(EXERCISE DETAILS) State how many lines of the records below contain the string "positive". Reply with the number only.

(DATA)
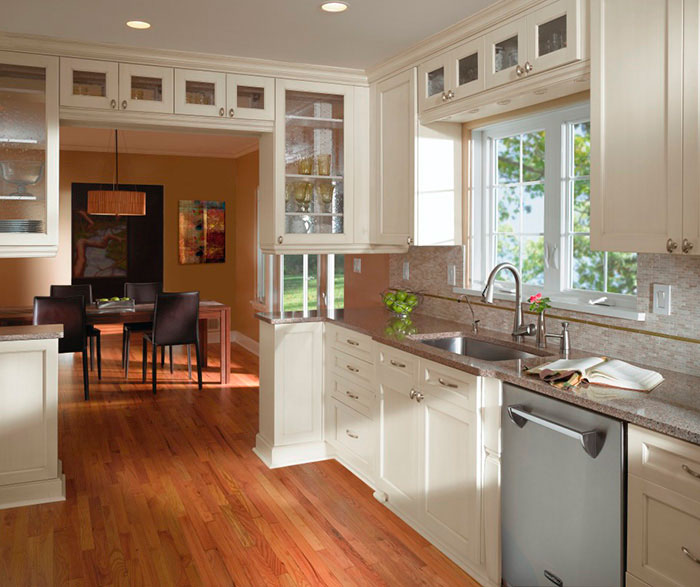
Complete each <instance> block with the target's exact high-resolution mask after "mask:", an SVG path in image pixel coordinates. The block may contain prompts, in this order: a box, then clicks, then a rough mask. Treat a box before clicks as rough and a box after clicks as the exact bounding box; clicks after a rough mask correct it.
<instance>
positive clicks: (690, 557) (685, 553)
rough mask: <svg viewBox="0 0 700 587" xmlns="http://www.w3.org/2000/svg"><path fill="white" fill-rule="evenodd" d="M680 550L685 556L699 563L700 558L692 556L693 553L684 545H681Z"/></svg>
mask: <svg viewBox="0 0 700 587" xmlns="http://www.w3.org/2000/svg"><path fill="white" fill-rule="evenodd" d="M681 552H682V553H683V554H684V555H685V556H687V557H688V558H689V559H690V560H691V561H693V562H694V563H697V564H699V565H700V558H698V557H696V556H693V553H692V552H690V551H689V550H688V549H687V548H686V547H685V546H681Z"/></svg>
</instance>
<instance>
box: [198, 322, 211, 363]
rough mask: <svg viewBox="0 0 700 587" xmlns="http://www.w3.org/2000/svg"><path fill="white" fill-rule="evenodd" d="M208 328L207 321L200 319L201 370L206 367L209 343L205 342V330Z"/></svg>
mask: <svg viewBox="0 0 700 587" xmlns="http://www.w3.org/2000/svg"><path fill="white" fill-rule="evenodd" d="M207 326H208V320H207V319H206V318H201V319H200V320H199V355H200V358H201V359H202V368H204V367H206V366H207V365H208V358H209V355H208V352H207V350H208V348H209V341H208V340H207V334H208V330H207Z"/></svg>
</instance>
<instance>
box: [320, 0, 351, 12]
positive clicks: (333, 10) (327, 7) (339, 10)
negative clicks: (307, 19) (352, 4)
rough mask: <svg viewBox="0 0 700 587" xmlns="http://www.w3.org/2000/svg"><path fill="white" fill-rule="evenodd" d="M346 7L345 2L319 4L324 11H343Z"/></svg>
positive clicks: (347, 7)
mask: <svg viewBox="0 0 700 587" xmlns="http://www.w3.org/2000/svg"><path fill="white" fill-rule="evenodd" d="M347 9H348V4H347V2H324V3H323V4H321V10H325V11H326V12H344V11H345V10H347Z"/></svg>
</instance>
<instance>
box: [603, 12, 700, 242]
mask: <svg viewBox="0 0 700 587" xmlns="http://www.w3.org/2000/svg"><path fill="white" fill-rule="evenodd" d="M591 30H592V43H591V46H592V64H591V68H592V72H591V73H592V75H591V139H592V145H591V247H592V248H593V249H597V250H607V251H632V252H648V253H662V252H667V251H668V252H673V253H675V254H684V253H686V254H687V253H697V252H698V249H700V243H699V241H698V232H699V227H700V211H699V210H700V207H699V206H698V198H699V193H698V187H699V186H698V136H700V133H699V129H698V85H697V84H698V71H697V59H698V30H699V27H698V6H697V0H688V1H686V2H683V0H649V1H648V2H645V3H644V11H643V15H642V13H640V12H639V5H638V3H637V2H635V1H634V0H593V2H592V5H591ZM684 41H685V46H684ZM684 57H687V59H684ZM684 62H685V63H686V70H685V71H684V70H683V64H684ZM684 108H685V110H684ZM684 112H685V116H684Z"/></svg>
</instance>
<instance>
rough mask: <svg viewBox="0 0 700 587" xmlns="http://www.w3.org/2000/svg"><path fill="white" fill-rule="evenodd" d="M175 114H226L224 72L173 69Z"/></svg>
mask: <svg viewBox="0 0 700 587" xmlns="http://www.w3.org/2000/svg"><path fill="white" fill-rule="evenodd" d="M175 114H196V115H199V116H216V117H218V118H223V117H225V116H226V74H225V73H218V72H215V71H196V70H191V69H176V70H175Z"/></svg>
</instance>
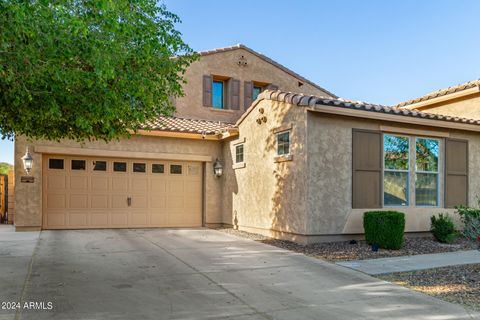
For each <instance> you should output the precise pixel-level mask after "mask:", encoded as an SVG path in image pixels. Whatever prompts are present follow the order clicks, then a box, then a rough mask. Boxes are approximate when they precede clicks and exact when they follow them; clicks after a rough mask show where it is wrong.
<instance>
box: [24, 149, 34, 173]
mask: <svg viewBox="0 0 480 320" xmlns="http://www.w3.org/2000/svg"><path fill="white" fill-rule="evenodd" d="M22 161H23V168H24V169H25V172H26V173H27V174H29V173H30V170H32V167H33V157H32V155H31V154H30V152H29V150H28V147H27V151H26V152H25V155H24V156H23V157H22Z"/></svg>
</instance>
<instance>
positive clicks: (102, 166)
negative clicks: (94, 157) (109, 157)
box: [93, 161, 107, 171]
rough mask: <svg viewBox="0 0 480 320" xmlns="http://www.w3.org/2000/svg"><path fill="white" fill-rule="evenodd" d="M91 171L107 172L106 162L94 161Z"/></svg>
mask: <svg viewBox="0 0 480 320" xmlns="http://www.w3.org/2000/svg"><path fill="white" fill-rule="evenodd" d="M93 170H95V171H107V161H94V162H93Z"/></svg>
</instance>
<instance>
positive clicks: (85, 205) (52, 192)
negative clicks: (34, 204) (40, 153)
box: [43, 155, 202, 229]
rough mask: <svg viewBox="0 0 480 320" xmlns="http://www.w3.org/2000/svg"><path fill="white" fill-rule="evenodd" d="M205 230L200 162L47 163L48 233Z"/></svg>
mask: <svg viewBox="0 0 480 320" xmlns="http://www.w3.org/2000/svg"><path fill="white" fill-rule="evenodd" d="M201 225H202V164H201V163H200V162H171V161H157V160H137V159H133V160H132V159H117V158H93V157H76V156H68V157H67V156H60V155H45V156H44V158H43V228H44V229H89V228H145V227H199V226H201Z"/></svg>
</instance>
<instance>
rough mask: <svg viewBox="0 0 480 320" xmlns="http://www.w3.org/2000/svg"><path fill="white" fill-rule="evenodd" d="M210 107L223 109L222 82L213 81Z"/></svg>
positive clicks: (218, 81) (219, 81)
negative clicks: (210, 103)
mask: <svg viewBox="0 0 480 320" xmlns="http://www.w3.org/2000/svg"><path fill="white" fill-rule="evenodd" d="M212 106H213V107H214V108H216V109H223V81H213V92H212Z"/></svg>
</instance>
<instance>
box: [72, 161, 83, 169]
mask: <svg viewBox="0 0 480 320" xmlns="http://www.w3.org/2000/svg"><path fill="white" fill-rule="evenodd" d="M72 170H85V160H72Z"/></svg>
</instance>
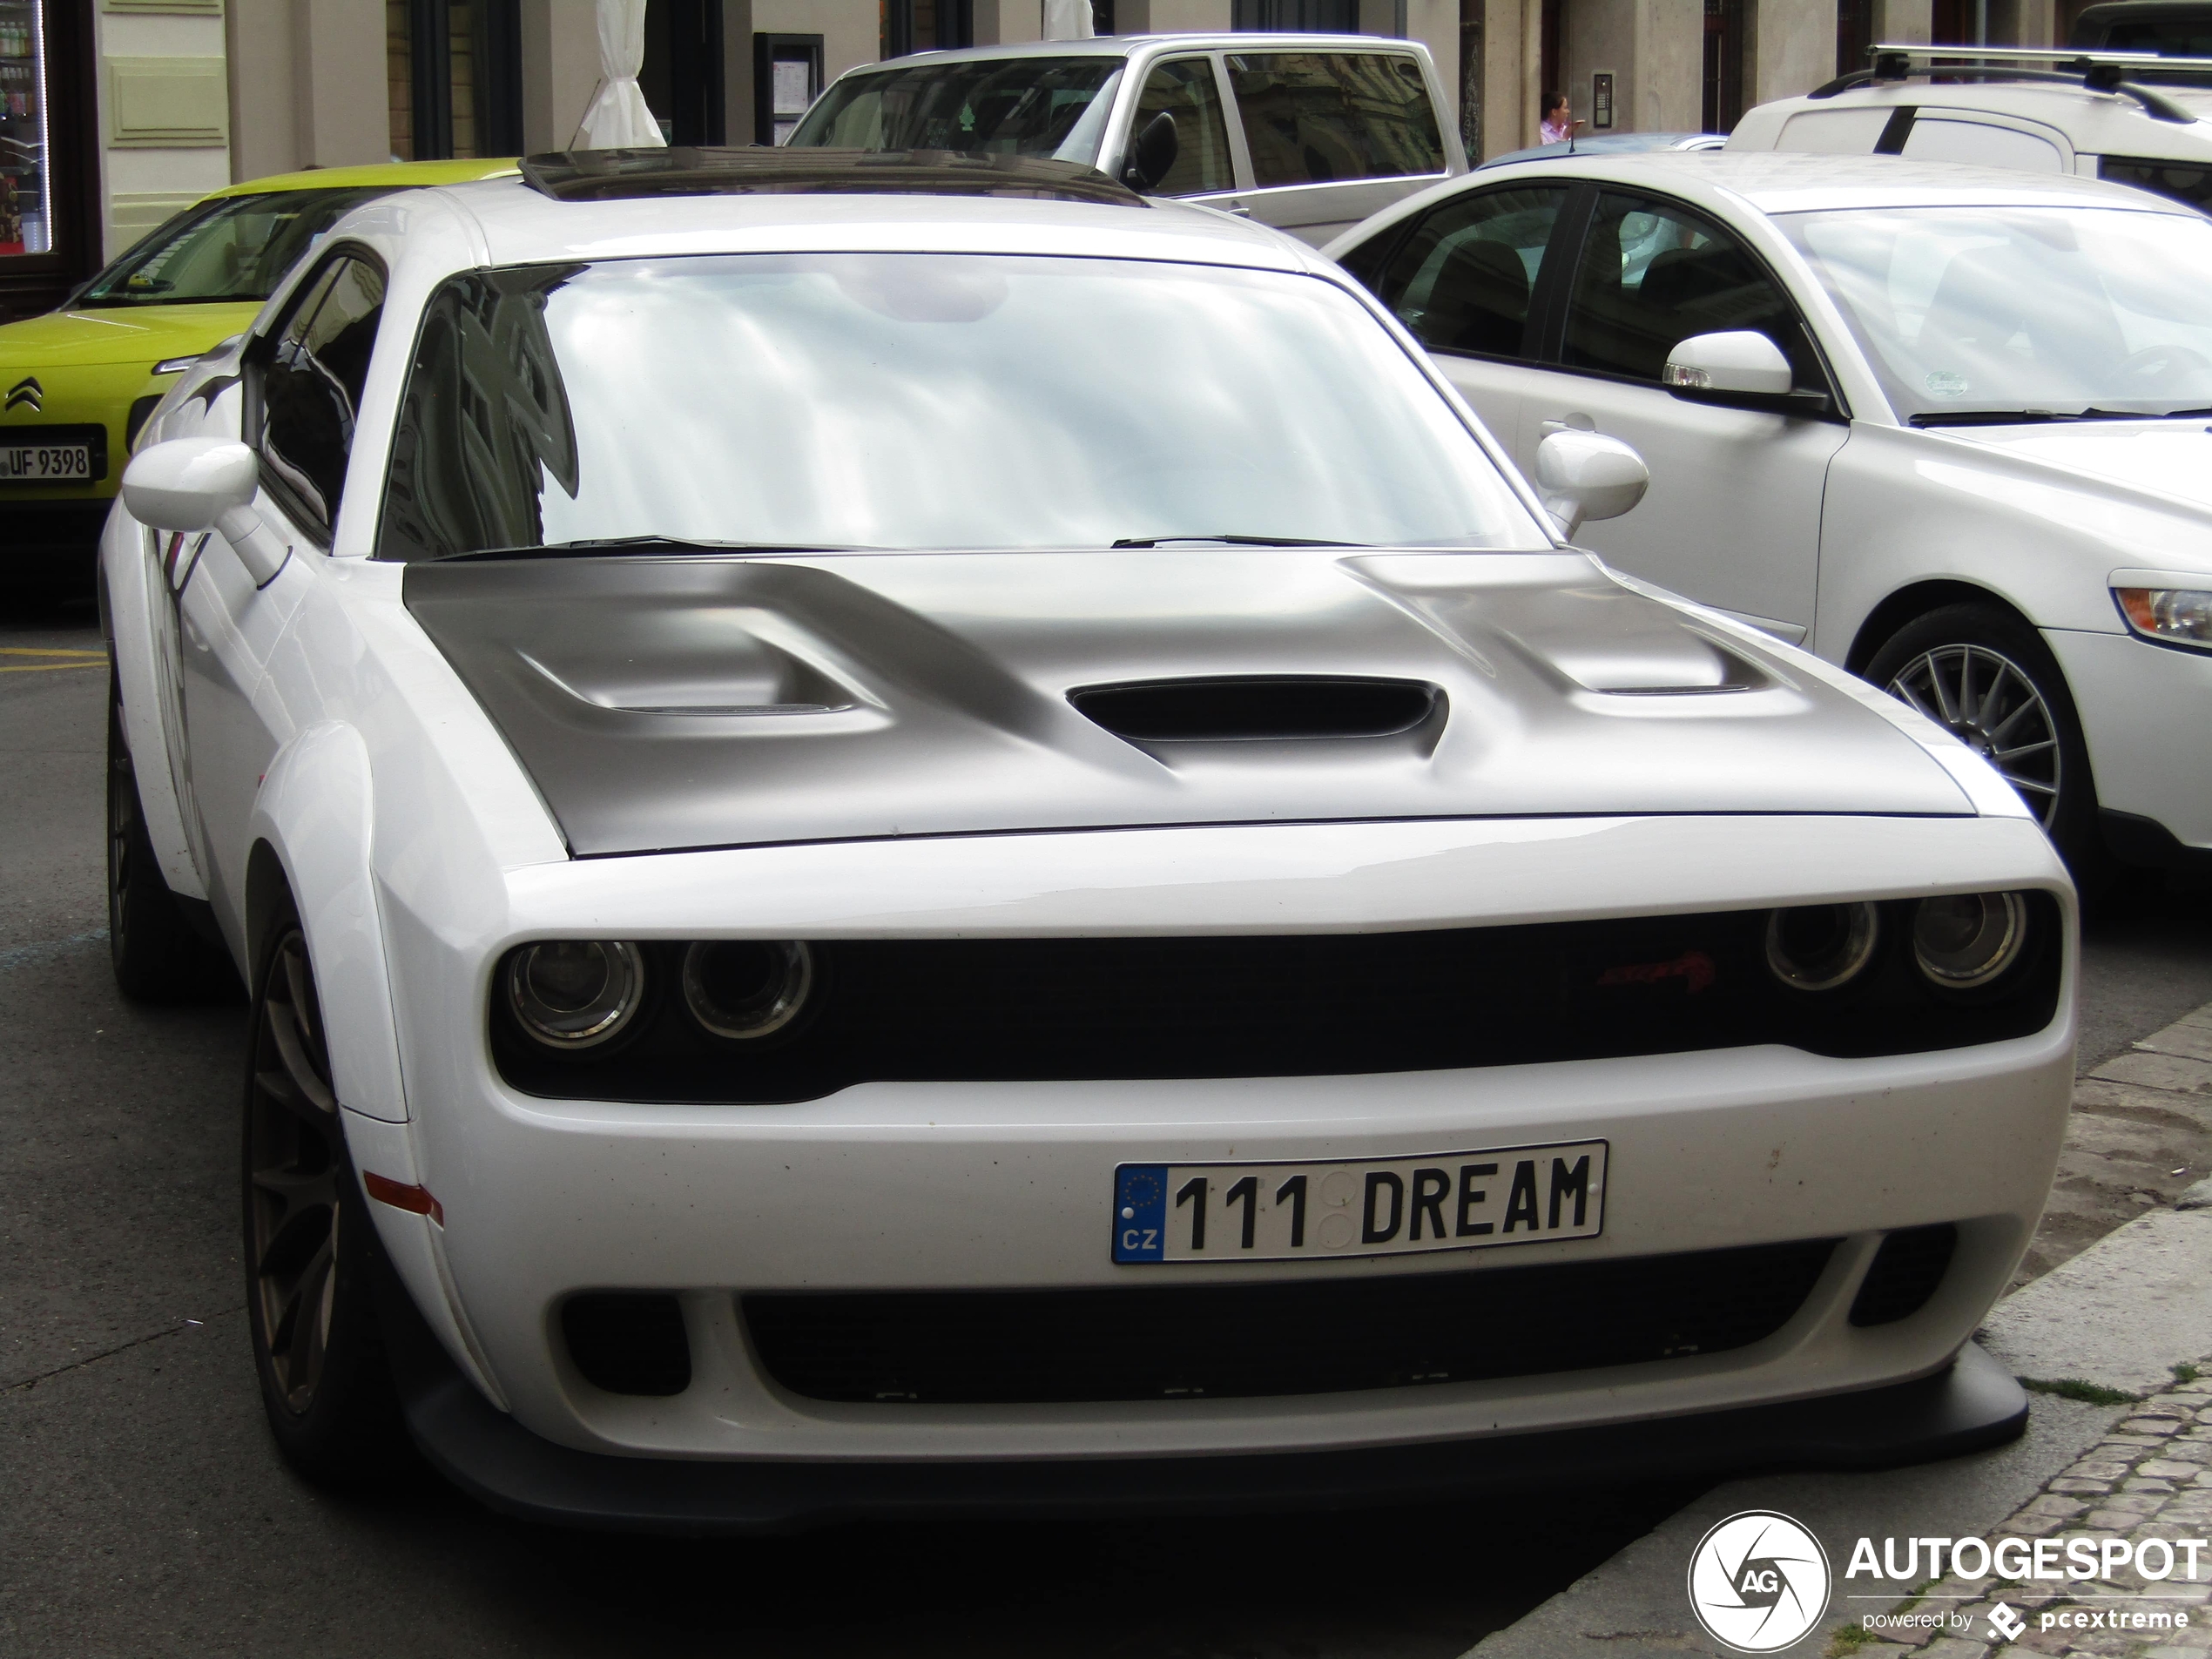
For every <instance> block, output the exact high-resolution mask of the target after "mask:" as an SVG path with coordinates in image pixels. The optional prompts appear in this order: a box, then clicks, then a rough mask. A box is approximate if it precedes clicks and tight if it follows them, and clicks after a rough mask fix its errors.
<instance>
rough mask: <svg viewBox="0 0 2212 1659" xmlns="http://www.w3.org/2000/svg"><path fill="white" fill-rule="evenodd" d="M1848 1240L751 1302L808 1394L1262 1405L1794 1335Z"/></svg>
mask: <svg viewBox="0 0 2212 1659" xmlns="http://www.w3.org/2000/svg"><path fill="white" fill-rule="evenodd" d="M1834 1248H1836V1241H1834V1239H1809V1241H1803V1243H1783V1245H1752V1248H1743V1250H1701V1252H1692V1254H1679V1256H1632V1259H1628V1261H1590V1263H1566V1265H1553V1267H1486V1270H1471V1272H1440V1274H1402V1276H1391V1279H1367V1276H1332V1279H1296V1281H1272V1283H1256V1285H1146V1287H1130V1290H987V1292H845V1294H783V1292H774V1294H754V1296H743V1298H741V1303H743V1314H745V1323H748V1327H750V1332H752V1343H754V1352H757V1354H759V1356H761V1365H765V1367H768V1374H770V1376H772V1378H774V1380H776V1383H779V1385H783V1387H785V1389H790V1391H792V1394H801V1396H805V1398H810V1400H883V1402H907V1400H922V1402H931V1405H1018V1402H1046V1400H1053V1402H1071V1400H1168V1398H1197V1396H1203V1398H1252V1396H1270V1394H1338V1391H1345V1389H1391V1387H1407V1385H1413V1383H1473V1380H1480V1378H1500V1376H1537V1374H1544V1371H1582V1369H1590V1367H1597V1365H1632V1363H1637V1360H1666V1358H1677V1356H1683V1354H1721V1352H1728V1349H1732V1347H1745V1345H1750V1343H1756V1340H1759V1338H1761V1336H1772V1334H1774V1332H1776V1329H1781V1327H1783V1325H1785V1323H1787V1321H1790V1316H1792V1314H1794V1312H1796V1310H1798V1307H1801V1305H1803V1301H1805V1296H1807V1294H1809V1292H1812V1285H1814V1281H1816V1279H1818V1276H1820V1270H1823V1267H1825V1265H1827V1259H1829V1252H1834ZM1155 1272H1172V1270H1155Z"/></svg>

(TASK RESPONSE) 6